Activity |
A complete, exact copy of the records is needed here.

Records |
━━━━━━━━━━━━━━━━━━━━

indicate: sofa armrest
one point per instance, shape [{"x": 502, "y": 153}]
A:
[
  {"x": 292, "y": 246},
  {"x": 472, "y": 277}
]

━━━━━━━━━━━━━━━━━━━━

Task response |
indicate: sofa armrest
one point per instance, shape [{"x": 502, "y": 153}]
A:
[
  {"x": 292, "y": 246},
  {"x": 472, "y": 277}
]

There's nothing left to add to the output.